### Exercise prompt
Copy the items below word for word, starting with their first line and ending with the line containing "xmin=369 ymin=161 xmax=384 ymax=172". Include both of these lines, and reproduce nothing beyond them.

### Items
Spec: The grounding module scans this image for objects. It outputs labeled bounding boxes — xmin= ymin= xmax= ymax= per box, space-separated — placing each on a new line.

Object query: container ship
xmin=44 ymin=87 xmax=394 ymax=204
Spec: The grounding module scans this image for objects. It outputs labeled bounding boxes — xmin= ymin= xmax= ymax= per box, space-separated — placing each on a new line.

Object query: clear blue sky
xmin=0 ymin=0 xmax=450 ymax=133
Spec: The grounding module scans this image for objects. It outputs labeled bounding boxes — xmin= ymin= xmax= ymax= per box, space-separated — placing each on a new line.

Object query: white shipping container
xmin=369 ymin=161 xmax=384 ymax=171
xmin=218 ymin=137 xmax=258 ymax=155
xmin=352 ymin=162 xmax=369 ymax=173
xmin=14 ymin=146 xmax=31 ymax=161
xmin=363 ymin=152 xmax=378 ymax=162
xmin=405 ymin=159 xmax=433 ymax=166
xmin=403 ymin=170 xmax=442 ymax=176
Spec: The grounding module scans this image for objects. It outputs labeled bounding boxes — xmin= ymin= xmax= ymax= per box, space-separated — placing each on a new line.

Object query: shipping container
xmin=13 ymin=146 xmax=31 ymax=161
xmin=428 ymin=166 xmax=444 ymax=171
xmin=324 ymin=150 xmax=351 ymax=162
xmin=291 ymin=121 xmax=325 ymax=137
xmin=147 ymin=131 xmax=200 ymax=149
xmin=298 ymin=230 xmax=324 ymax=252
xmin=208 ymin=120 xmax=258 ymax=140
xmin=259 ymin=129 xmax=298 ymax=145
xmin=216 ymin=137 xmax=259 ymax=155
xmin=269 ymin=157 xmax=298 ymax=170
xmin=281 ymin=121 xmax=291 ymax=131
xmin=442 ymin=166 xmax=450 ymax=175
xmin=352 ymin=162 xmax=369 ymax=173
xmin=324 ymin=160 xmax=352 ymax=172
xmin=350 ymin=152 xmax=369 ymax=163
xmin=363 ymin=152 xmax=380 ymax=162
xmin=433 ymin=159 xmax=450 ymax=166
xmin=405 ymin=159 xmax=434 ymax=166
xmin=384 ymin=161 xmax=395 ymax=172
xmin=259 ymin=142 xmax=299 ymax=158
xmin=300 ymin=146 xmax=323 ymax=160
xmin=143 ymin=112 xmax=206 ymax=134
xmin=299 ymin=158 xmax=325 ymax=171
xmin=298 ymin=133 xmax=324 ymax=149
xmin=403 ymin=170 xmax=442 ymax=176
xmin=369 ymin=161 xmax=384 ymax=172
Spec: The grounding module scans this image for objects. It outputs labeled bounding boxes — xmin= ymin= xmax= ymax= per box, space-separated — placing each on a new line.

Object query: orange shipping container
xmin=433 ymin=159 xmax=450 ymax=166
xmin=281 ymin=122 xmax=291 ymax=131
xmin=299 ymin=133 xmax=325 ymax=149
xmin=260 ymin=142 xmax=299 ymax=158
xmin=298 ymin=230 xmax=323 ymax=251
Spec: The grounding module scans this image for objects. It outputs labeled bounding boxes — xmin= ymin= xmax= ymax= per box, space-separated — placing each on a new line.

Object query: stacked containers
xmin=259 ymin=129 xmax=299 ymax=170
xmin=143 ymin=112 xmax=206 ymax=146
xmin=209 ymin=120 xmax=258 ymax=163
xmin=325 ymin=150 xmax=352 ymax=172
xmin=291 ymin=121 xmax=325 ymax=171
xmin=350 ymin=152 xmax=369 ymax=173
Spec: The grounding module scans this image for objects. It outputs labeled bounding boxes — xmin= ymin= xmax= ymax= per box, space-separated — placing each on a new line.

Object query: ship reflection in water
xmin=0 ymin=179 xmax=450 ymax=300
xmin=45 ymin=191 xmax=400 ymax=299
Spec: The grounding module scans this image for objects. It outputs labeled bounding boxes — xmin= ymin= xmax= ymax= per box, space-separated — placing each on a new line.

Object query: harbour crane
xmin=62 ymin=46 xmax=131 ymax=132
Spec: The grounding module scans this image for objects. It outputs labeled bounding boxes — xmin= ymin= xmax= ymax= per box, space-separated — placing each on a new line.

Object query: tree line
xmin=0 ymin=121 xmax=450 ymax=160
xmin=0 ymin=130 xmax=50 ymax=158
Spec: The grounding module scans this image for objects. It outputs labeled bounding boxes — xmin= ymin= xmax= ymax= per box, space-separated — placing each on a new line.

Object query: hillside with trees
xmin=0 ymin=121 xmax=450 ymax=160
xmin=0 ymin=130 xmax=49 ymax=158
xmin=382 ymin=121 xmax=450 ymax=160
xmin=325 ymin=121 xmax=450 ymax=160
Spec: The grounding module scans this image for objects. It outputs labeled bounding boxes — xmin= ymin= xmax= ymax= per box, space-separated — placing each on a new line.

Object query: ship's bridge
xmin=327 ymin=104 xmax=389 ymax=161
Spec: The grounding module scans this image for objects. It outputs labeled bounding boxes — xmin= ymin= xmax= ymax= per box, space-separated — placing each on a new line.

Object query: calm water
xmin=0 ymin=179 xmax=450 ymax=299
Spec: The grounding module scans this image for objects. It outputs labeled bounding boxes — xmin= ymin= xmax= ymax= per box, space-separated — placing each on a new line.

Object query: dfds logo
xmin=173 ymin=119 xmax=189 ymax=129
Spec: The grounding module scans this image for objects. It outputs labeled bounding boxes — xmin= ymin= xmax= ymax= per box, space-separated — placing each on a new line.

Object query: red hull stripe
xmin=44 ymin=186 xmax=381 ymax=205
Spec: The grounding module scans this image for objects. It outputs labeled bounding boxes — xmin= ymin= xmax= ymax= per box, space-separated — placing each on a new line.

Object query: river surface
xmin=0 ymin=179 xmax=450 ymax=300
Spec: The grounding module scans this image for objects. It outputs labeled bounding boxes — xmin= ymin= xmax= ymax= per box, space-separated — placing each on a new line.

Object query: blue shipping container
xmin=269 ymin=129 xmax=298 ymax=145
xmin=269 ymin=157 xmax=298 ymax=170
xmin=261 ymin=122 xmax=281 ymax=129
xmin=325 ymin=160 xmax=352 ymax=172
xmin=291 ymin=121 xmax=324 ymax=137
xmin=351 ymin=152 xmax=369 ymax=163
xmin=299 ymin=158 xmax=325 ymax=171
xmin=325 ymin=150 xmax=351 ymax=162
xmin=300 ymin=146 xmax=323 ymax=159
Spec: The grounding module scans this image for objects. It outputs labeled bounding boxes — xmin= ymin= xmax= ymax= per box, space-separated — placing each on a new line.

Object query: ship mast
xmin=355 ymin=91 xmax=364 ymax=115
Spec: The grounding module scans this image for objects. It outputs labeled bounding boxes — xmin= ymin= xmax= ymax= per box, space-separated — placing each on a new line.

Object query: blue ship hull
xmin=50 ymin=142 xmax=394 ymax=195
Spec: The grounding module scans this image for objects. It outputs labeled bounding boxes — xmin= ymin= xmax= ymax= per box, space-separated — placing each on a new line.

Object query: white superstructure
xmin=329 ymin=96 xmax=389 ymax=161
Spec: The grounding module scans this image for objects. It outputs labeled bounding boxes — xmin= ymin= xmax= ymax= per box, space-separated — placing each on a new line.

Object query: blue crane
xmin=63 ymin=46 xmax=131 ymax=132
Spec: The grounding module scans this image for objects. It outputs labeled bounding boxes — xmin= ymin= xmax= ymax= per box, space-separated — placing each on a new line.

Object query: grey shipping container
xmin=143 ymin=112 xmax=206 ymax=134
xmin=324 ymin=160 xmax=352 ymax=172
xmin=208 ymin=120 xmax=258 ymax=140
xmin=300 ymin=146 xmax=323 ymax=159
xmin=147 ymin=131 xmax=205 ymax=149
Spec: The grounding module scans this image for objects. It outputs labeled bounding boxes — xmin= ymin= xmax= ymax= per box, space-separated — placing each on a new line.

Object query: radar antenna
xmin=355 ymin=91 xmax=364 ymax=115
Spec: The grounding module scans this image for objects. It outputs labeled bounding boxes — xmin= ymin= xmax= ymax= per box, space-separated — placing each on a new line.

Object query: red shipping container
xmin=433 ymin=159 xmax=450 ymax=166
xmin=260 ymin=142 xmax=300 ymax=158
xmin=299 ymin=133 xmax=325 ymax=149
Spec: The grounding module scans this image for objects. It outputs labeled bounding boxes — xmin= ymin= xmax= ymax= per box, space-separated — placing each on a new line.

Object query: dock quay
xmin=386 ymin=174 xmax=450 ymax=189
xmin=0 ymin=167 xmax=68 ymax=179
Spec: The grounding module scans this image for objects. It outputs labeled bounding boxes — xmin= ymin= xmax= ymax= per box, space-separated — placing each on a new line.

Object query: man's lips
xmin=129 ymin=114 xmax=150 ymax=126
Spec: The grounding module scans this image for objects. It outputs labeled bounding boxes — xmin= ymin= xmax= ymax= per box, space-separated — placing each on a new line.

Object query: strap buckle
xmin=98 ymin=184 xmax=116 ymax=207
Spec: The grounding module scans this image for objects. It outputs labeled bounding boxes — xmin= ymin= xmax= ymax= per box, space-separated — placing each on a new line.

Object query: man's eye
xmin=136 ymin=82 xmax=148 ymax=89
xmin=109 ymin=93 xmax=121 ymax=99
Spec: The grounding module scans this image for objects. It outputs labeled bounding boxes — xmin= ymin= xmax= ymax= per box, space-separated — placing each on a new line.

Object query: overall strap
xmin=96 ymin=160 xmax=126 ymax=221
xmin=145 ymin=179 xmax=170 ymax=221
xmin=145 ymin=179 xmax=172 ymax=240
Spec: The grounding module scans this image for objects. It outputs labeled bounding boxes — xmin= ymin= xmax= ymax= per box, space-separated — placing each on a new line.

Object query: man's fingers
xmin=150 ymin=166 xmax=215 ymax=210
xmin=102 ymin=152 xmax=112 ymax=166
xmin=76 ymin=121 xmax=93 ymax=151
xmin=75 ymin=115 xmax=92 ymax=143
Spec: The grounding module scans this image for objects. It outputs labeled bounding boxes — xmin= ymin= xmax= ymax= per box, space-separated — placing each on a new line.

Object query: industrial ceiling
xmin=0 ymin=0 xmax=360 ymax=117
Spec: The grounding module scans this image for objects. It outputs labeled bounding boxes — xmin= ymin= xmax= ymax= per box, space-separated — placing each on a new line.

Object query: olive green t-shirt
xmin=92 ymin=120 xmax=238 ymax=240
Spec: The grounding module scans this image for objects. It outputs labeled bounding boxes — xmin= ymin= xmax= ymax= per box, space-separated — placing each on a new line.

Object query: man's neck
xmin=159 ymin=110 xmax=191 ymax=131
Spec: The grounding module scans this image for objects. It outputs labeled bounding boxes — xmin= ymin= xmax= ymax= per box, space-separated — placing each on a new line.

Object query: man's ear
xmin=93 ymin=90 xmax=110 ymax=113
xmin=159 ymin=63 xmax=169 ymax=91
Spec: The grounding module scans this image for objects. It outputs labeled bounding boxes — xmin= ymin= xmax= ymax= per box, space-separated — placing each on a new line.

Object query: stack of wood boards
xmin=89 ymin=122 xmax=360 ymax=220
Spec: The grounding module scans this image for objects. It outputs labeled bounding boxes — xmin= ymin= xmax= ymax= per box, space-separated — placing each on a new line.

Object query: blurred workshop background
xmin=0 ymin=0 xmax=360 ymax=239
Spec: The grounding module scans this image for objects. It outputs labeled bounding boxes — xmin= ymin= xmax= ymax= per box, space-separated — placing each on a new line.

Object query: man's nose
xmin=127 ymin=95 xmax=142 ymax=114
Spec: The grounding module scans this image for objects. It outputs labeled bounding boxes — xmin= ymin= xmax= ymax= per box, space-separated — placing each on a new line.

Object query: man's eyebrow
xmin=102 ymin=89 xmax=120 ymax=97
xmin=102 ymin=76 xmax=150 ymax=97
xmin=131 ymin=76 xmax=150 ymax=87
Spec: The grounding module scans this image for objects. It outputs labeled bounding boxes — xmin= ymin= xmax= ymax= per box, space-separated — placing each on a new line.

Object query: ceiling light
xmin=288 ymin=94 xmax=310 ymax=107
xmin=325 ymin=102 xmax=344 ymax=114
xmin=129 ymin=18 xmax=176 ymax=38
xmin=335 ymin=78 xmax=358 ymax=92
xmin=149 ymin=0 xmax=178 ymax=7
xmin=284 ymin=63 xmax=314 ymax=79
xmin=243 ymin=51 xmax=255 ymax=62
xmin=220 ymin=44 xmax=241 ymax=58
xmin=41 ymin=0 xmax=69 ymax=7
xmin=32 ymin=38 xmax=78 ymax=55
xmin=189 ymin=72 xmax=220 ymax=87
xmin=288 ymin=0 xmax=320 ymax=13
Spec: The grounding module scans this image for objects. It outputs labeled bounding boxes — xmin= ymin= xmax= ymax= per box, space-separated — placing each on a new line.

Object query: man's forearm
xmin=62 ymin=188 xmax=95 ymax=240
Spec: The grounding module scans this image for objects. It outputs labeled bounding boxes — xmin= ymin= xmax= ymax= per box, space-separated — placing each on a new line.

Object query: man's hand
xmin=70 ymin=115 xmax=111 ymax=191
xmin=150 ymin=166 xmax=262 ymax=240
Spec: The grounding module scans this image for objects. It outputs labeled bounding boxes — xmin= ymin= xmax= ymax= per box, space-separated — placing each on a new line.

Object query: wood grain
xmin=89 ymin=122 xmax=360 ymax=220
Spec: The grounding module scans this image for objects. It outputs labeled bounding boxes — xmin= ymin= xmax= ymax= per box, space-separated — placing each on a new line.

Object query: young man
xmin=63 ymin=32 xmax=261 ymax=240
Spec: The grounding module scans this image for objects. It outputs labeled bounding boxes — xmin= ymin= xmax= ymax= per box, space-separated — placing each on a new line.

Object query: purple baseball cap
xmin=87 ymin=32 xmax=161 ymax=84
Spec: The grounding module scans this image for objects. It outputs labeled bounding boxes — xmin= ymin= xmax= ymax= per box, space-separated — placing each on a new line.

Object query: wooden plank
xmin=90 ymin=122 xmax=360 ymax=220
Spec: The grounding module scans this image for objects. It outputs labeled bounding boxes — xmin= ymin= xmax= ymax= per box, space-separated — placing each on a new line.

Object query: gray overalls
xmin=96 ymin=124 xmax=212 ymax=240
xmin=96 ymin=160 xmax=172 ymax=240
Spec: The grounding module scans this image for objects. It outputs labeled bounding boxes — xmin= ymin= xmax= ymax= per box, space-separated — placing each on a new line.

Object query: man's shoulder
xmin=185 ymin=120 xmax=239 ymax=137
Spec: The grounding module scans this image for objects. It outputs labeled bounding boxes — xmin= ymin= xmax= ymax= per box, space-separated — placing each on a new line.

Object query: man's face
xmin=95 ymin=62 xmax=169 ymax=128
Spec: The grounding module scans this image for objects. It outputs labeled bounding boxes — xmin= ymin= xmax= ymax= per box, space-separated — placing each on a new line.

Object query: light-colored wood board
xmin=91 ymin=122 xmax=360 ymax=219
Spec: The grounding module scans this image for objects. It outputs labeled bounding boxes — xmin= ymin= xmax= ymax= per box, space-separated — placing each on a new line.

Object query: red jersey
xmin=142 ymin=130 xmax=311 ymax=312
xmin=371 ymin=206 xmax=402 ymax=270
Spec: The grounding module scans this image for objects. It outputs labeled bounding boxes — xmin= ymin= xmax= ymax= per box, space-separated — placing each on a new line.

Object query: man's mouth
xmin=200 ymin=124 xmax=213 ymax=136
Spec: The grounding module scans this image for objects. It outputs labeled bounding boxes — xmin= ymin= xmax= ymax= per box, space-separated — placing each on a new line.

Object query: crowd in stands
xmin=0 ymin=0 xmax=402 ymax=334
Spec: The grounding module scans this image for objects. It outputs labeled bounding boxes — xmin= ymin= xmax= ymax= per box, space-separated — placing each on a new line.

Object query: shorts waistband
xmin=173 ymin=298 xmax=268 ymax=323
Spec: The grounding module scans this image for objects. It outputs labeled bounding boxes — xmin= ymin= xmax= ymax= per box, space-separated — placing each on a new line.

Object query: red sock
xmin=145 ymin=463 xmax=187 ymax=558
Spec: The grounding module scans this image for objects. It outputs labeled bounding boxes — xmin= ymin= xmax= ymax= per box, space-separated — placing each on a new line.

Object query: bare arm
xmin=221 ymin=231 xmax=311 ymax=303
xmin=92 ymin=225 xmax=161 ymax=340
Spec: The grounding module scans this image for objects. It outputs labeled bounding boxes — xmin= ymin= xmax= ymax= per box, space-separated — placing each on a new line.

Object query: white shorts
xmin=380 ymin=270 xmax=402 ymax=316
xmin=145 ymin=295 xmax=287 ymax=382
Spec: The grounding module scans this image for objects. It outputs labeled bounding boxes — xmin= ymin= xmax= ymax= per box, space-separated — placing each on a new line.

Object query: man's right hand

### Exercise result
Spec: The grounding module scans this image for objects. It outputs labeled bounding boxes — xmin= ymin= xmax= ymax= per box, space-separated — placing each on a new line.

Object query: container ship
xmin=44 ymin=87 xmax=394 ymax=204
Spec: The grounding module scans this image for objects. It outputs labeled bounding boxes — xmin= ymin= xmax= ymax= per box, space-separated — placing each on a new line.

Object query: clear blue sky
xmin=0 ymin=0 xmax=450 ymax=133
Spec: The grounding module scans this image for objects. It outputs labeled bounding boxes — xmin= ymin= xmax= ymax= per box, space-separated — placing each on a new line.

Object query: white shipping container
xmin=369 ymin=161 xmax=384 ymax=171
xmin=218 ymin=137 xmax=258 ymax=155
xmin=352 ymin=162 xmax=369 ymax=173
xmin=14 ymin=146 xmax=31 ymax=161
xmin=363 ymin=152 xmax=378 ymax=162
xmin=405 ymin=159 xmax=433 ymax=166
xmin=403 ymin=170 xmax=442 ymax=176
Spec: The grounding module scans this image for objects. It outputs labeled bounding boxes — xmin= ymin= xmax= ymax= per box, space-separated — placing each on a new line.

Object query: shipping container
xmin=13 ymin=146 xmax=31 ymax=161
xmin=428 ymin=166 xmax=444 ymax=171
xmin=324 ymin=150 xmax=351 ymax=162
xmin=291 ymin=121 xmax=325 ymax=137
xmin=147 ymin=131 xmax=200 ymax=149
xmin=298 ymin=230 xmax=324 ymax=252
xmin=208 ymin=120 xmax=258 ymax=140
xmin=259 ymin=129 xmax=298 ymax=145
xmin=216 ymin=137 xmax=259 ymax=155
xmin=269 ymin=157 xmax=298 ymax=170
xmin=281 ymin=121 xmax=291 ymax=131
xmin=442 ymin=166 xmax=450 ymax=175
xmin=352 ymin=162 xmax=369 ymax=173
xmin=324 ymin=160 xmax=352 ymax=172
xmin=350 ymin=152 xmax=369 ymax=163
xmin=363 ymin=152 xmax=380 ymax=162
xmin=433 ymin=159 xmax=450 ymax=166
xmin=405 ymin=159 xmax=434 ymax=166
xmin=384 ymin=161 xmax=395 ymax=172
xmin=259 ymin=142 xmax=299 ymax=158
xmin=300 ymin=146 xmax=323 ymax=160
xmin=143 ymin=112 xmax=206 ymax=134
xmin=299 ymin=158 xmax=325 ymax=171
xmin=298 ymin=133 xmax=324 ymax=149
xmin=403 ymin=170 xmax=442 ymax=176
xmin=369 ymin=161 xmax=384 ymax=172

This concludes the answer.